- **Instructions for the task**
All records are to be retyped faithfully and completely.

- **Input for this task**
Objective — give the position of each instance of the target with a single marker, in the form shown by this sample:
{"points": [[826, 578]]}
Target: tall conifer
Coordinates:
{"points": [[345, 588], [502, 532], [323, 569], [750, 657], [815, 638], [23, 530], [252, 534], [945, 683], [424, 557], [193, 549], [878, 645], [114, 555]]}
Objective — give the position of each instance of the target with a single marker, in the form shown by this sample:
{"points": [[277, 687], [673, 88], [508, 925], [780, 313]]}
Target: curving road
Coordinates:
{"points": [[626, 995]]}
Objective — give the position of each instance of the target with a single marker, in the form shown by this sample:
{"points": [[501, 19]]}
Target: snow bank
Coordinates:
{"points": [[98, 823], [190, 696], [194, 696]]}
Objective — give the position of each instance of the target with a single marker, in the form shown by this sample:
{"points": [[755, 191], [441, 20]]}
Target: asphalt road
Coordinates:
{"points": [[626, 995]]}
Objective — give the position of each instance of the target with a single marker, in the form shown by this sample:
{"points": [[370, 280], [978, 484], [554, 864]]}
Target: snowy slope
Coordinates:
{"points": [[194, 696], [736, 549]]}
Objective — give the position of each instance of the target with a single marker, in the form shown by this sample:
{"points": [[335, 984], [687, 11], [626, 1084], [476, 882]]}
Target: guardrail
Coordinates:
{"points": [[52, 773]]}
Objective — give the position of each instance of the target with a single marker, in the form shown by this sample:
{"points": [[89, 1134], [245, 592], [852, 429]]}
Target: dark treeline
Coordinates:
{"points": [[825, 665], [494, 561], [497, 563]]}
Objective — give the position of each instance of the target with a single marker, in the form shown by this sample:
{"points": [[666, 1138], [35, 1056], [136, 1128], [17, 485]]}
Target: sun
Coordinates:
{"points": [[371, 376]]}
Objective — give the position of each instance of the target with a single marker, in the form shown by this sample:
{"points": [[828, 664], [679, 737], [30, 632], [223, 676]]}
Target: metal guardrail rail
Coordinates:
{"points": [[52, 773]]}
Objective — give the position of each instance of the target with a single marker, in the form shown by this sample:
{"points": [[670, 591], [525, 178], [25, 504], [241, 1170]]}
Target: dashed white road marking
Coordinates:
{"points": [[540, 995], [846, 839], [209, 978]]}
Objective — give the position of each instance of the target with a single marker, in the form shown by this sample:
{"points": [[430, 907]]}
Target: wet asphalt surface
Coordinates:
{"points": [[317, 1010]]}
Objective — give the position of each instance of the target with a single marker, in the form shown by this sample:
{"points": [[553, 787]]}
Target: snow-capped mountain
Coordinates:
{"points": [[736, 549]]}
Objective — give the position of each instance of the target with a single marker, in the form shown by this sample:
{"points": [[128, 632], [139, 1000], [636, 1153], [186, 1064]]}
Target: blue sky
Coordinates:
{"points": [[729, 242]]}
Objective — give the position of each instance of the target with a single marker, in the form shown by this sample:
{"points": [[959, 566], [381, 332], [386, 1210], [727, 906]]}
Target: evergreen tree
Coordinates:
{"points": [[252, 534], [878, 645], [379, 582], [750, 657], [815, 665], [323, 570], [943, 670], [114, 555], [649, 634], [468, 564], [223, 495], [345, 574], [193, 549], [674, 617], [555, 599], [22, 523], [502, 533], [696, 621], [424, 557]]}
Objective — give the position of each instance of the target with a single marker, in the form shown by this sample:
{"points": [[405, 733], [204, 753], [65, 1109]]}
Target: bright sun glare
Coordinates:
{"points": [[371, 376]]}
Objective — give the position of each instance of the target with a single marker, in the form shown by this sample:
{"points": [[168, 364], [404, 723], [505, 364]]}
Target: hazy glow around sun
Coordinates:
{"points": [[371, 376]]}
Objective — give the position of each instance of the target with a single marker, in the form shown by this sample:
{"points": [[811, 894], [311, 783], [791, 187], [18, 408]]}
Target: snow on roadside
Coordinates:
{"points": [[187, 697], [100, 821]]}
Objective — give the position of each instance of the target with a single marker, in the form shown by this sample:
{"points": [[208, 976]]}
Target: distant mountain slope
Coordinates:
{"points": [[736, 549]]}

- **Solution for this problem**
Objective — give the position of each instance of the target with a single marker, in the form shown by this sample:
{"points": [[826, 578]]}
Target: tall conifer
Coordinates:
{"points": [[345, 588], [502, 532], [323, 569], [750, 657], [815, 638], [23, 530], [252, 534], [945, 683], [424, 557], [193, 549], [878, 645], [114, 555]]}
Objective — give the position of each instance of the target with a single marker, in the form shown by this sample:
{"points": [[277, 687], [673, 88], [508, 925], [780, 313]]}
Target: curving road
Coordinates:
{"points": [[626, 995]]}
Objective — give the position of each instance of the target with a single marker, in the form shown by this sample:
{"points": [[501, 19]]}
Target: snow bank
Coordinates:
{"points": [[98, 823], [190, 696], [194, 696]]}
Objective — give the position of each instance of the target with a single marker, in the form shown by this sample:
{"points": [[755, 191], [441, 20]]}
Target: asphalt road
Coordinates:
{"points": [[626, 995]]}
Objective — give the position of each instance of the target with a single marker, in the form shown by this sample:
{"points": [[370, 280], [978, 484], [554, 864]]}
Target: snowy slope
Coordinates:
{"points": [[194, 696], [736, 549]]}
Objective — give the position of each instance of the target with a single marker, in the form shown by this sample:
{"points": [[335, 984], [687, 11], [626, 1084], [476, 882]]}
Target: guardrail
Coordinates:
{"points": [[52, 773]]}
Objective — give the position of each instance of the target with a single marker, in the form shown by this sample:
{"points": [[89, 1134], [245, 592], [852, 429]]}
Target: dark treeline
Coordinates:
{"points": [[825, 665], [494, 561], [497, 563]]}
Objective — give the position of each instance of the target with a single marker, in the form shown by this sample:
{"points": [[666, 1138], [35, 1056], [136, 1128], [17, 485]]}
Target: sun
Coordinates:
{"points": [[371, 376]]}
Objective — give the position of each instance of the target with a single marker, in the form shown by this sample:
{"points": [[828, 664], [679, 737], [30, 632], [223, 676]]}
Target: metal guardrail rail
Coordinates:
{"points": [[52, 773]]}
Objective — give the position of each instance of the target with a single marker, in the form shown by this sample:
{"points": [[670, 591], [525, 178], [25, 504], [241, 1170]]}
Target: dashed white road marking
Coordinates:
{"points": [[540, 995], [846, 839], [209, 978]]}
Objective — give the position of each instance of the target with a single marker, in the form shown by this sample:
{"points": [[430, 907]]}
Target: wet asphalt surface
Coordinates:
{"points": [[317, 1010]]}
Objective — give the position of each instance of the target with a single marker, in the form shown by this sample:
{"points": [[553, 787]]}
Target: snow-capped mountain
Coordinates:
{"points": [[736, 549]]}
Objective — give the position of each instance of the target with a single marker, in the form shown by this sample:
{"points": [[128, 632], [139, 1000], [636, 1153], [186, 1064]]}
Target: blue sky
Coordinates:
{"points": [[729, 242]]}
Objective — give the position of each instance of the target with a single marker, in the form shown by this sample:
{"points": [[959, 566], [381, 332], [386, 1210], [727, 906]]}
Target: evergreen tree
Coordinates:
{"points": [[252, 534], [878, 645], [379, 582], [750, 657], [815, 665], [323, 570], [943, 670], [114, 555], [649, 634], [468, 564], [223, 495], [345, 574], [193, 549], [674, 617], [555, 599], [22, 523], [502, 533], [696, 621], [424, 557]]}
Objective — give the position of each instance of the target with a single marker, in the form shown by this sample:
{"points": [[405, 733], [204, 753], [65, 1109]]}
Target: bright sun glare
Coordinates:
{"points": [[371, 376]]}
Objective — give the position of each instance of the target with a single marker, in the form shown by this sample:
{"points": [[168, 364], [404, 723], [505, 364]]}
Target: hazy glow around sun
Coordinates:
{"points": [[371, 376]]}
Objective — give the position of each instance of the target with a single marker, in the form shown by this sample:
{"points": [[811, 894], [311, 783], [791, 187], [18, 408]]}
Target: snow on roadside
Coordinates:
{"points": [[187, 697], [100, 821]]}
Objective — give the position of each instance of the target with a single marker, in the form shown by this sample:
{"points": [[208, 976]]}
Target: distant mountain slope
Coordinates:
{"points": [[736, 549]]}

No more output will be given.